━━━━━ RECORD SET

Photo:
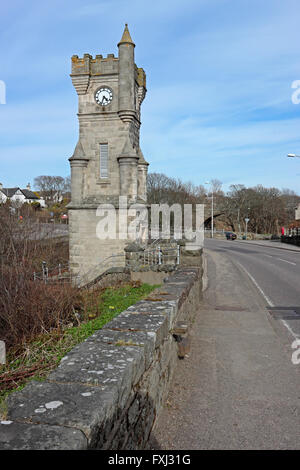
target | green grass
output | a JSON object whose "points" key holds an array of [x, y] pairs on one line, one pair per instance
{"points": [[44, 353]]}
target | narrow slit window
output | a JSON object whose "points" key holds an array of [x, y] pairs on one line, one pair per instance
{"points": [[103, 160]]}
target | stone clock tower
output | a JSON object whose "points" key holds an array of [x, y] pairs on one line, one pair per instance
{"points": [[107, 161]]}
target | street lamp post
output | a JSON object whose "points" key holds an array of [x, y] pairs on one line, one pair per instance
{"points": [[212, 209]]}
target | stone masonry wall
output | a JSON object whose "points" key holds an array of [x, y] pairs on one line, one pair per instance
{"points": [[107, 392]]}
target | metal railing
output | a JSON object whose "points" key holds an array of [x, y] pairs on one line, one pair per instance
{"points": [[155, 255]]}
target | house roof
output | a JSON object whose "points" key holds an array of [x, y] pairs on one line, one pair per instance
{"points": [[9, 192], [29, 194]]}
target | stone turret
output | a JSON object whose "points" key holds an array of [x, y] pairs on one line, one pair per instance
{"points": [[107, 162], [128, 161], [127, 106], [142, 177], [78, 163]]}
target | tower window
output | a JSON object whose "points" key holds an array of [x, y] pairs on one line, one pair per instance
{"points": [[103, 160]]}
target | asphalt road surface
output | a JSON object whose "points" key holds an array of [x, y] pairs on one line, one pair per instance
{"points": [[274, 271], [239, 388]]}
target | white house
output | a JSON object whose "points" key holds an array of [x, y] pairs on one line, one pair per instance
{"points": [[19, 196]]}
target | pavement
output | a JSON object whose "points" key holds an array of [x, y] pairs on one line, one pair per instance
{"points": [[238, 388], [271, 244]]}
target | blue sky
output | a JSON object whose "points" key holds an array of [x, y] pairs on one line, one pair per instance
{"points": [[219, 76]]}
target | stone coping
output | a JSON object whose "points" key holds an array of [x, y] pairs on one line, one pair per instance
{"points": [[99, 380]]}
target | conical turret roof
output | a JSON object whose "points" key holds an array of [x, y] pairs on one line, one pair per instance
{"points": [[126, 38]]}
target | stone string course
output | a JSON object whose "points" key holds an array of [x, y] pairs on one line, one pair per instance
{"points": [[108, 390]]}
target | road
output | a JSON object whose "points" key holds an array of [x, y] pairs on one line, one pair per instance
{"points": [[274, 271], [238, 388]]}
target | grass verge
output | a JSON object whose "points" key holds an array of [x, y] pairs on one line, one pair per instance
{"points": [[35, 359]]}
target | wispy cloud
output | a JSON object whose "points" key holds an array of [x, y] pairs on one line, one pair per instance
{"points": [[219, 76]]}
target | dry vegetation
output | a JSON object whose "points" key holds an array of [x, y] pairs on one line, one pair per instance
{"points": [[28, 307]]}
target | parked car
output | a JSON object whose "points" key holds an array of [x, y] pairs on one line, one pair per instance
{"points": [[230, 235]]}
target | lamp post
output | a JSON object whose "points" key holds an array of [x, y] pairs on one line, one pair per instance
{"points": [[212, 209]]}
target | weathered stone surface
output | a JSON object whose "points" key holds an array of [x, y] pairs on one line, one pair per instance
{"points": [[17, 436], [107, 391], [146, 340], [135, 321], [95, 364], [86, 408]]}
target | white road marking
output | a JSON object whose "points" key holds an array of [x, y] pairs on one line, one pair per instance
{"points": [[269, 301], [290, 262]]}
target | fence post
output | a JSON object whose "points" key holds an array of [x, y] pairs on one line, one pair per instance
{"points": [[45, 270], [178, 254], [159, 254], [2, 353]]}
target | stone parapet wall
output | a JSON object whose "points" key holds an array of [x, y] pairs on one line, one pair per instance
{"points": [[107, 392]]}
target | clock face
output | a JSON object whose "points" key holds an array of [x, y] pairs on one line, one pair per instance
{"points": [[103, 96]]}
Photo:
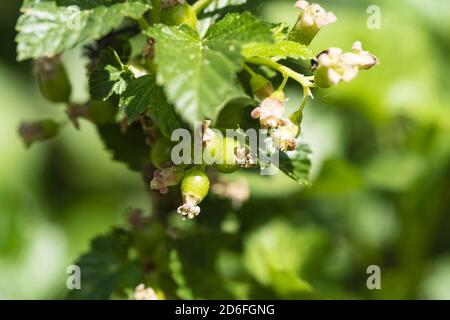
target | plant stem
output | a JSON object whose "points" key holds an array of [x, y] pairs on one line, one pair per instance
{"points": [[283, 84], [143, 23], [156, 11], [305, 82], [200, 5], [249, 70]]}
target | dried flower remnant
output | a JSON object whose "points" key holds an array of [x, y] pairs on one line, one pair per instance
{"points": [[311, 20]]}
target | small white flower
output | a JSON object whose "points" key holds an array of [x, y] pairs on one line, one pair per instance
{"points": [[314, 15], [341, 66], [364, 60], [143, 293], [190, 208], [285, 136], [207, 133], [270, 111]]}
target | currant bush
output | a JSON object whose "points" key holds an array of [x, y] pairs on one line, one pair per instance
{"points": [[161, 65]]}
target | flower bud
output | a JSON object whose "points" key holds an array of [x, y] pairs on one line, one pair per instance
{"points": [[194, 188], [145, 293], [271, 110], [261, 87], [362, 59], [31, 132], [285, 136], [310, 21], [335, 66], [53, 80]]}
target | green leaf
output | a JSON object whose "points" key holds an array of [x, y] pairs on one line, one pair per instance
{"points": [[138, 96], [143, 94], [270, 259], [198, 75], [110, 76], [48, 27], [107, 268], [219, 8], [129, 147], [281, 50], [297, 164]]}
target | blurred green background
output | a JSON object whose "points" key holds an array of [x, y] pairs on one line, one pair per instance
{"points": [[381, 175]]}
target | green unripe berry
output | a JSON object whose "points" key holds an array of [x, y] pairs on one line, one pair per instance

━━━━━━━━━━

Extract every line from the one containing "target | dried flower remnant" to the end of the entries, including both of those lines, exactly as given and with nothing added.

target | dried flower remnant
output | a JSON object whose "points" key holds an array of [x, y] pairs on one line, one pair per instance
{"points": [[311, 20]]}
target | small white flower
output | a JSON object whose "points" key holds an array of [x, y] pairs on one line, one pair per instance
{"points": [[314, 15], [341, 66], [364, 60], [143, 293], [190, 208], [285, 136], [207, 133], [270, 111]]}
target | currant bush
output | a JSON object whose "points" key holds an array of [x, y] pairs on one line, one pair per instance
{"points": [[161, 65]]}
target | flower bud
output | a JSON object whose "points" key holds an array of [x, y] pairs on one line, one pair per instance
{"points": [[194, 188], [145, 293], [271, 110], [261, 87], [362, 59], [31, 132], [285, 136], [310, 21], [335, 66], [53, 80]]}
target | green leaf
output | a JSON object whose "points" key holds an array of [x, y] pairs on one line, one pair per instance
{"points": [[138, 96], [143, 94], [270, 259], [198, 75], [110, 76], [48, 27], [107, 268], [219, 8], [129, 147], [281, 50], [297, 164]]}
target | blurred green background
output | a JSON object whose "points" key holds an array of [x, y] pairs on one line, one pair per instance
{"points": [[381, 175]]}
target | green unripe berry
output | a JSON object whose "points" key holds an array of [x, y] pairs on one line, one pair per instance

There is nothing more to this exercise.